WRITTEN REQUEST 1: Please count the lines of the records that contain the word "pole" and give only the number.

DOCUMENT SEGMENT:
Stone Game (7)

Posted 8 months ago

Problem

Alice and Bob take turns playing a game, with Alice starting first.

There are $n$ stones arranged in a row. On each player’s turn, they can remove either the leftmost stone or the rightmost stone from the row and receive points equal to the sum of the remaining stones’ values in the row. The winner is the one with the higher score when there are no stones left to remove.

Bob found that he will always lose this game (poor Bob, he always loses), so he decided to minimize the score’s difference. Alice’s goal is to maximize the difference in the score.

Given an array of integers $stones$ where $stones_i$ represents the value of the $i^{th}$ stone from the left, return the difference in Alice and Bob’s score if they both play optimally.

Example

Input: stones = [5,3,1,4,2]
Output: 6
Explanation:
- Alice removes 2 and gets 5 + 3 + 1 + 4 = 13 points. Alice = 13, Bob = 0, stones = [5,3,1,4].
- Bob removes 5 and gets 3 + 1 + 4 = 8 points. Alice = 13, Bob = 8, stones = [3,1,4].
- Alice removes 3 and gets 1 + 4 = 5 points. Alice = 18, Bob = 8, stones = [1,4].
- Bob removes 1 and gets 4 points. Alice = 18, Bob = 12, stones = [4].
- Alice removes 4 and gets 0 points. Alice = 18, Bob = 12, stones = [].
The score difference is 18 - 12 = 6.

Input: stones = [7,90,5,1,100,10,10,2]
Output: 122

Constraints

$2 \leq n \leq 1000$
$1 \leq stones_i \leq 1000$

Submit your solution at here

Solution

Observation

Given nature of the game, Alice will always has bigger score than Bob
Alice wants to maximize the difference, the optimal strategy would be maximize her score
Thus Bob has to maximize his score to keep up. So both players would want to maximize their score, and we do not have to keep track of turn

Approach

Pre calculate a prefix sum, so we can query $sum(i,j)$ in $O(1)$
Let $f(i,j)$ be the maximum difference could be archived if we play game with only $stones[i,j]$ . $f(i,j) = max(x, y)$ , where:
- $x$ be the score if we discard $stone[i]$ , $x = sum(i+1,j) - f(i+1,j)$
- $y$ be the score if we discard $stone[j]$ , $y = sum(i,j-1) - f(i,j-1)$

Complexity

Time complexity: $O(n^2)$
Space complexity: $O(n^2)$

Code

use std::cmp::max;
impl Solution {
    pub fn stone_game_vii(stones: Vec<i32>) -> i32 {
        let n = stones.len();
        let mut prefix = vec![0;n+1];
        for i in 1..=n {
            prefix[i] = prefix[i-1] + stones[i-1];
        }
        let mut f = vec![vec![0;n];n];
        for len in 2..=n {
            for i in 0..n-1 {
                let mut j = i+len-1;
                if j >= n {
                    continue;
                }
                let sum_i = prefix[j+1] - prefix[i+1];
                let sum_j = prefix[j] - prefix[i];
                let discard_i = sum_i - f[i+1][j];
                let discard_j = sum_j - f[i][j-1];
                f[i][j] = max(discard_i, discard_j);
                //println!("calculate state {i}~{j}");
                //println!("discard {i} -> {discard_i}, discard {j} -> {discard_j}");
                //println!("f[{i}][{j}] = {}", f[i][j]);
            }
        }
        //println!("{f:?}");
        return f[0][n-1];
    }
}

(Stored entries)
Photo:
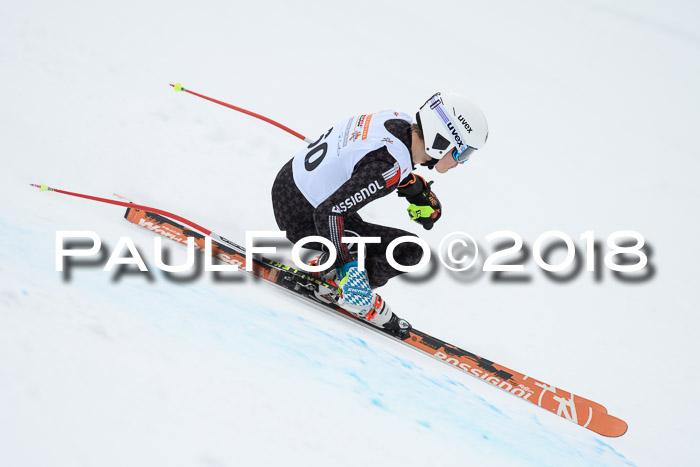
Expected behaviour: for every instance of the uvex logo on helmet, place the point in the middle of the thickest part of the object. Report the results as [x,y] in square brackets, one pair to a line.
[455,134]
[464,122]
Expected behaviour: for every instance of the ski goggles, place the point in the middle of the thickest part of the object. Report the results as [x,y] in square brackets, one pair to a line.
[463,156]
[462,151]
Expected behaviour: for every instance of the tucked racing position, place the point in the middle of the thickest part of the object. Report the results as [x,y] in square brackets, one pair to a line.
[363,158]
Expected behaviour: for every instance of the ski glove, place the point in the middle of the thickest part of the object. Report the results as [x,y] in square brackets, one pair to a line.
[425,207]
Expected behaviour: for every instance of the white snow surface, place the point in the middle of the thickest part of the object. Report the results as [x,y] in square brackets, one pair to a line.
[593,109]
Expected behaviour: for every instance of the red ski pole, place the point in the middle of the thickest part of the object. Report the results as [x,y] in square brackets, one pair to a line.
[203,230]
[178,87]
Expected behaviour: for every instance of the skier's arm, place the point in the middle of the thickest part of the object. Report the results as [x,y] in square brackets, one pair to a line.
[425,207]
[373,177]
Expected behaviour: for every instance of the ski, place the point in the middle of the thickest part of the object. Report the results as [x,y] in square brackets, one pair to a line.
[567,405]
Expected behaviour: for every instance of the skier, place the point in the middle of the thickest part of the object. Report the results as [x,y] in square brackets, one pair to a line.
[361,159]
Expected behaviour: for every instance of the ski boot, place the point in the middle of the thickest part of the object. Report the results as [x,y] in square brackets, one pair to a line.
[358,298]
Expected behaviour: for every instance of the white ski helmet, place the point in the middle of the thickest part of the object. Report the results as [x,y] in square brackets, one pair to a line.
[450,121]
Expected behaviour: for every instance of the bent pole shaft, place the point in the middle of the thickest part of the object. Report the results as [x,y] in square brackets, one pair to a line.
[188,222]
[178,87]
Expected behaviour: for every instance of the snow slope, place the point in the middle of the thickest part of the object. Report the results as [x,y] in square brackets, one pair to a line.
[592,109]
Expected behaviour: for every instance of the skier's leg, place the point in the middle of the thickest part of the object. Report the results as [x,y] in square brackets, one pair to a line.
[378,268]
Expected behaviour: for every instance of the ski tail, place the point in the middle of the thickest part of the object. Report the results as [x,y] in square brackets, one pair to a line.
[567,405]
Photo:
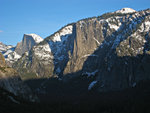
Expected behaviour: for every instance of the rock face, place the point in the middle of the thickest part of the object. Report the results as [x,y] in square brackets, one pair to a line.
[12,54]
[29,40]
[113,49]
[10,81]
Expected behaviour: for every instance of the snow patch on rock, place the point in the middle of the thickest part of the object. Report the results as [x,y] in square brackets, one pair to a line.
[126,10]
[36,37]
[92,85]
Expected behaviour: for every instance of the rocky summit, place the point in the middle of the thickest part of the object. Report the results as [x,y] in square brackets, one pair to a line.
[112,49]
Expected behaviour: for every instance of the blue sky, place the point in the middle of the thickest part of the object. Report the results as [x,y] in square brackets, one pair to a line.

WRITTEN REQUEST 2: For each statement below, say whether it agrees with the Stone Game (7) problem, answering yes or no and quoting the deciding words from that problem. (a) Alice takes the first turn. (b) A player who removes a stone scores that stone's own value. (c) Bob aims to minimize the difference in the score.

WRITTEN RESPONSE 1: 2

WRITTEN RESPONSE 2:
(a) Yes: "with Alice starting first."
(b) No: "receive points equal to the sum of the remaining stones’ values in the row."
(c) Yes: "so he decided to minimize the score’s difference."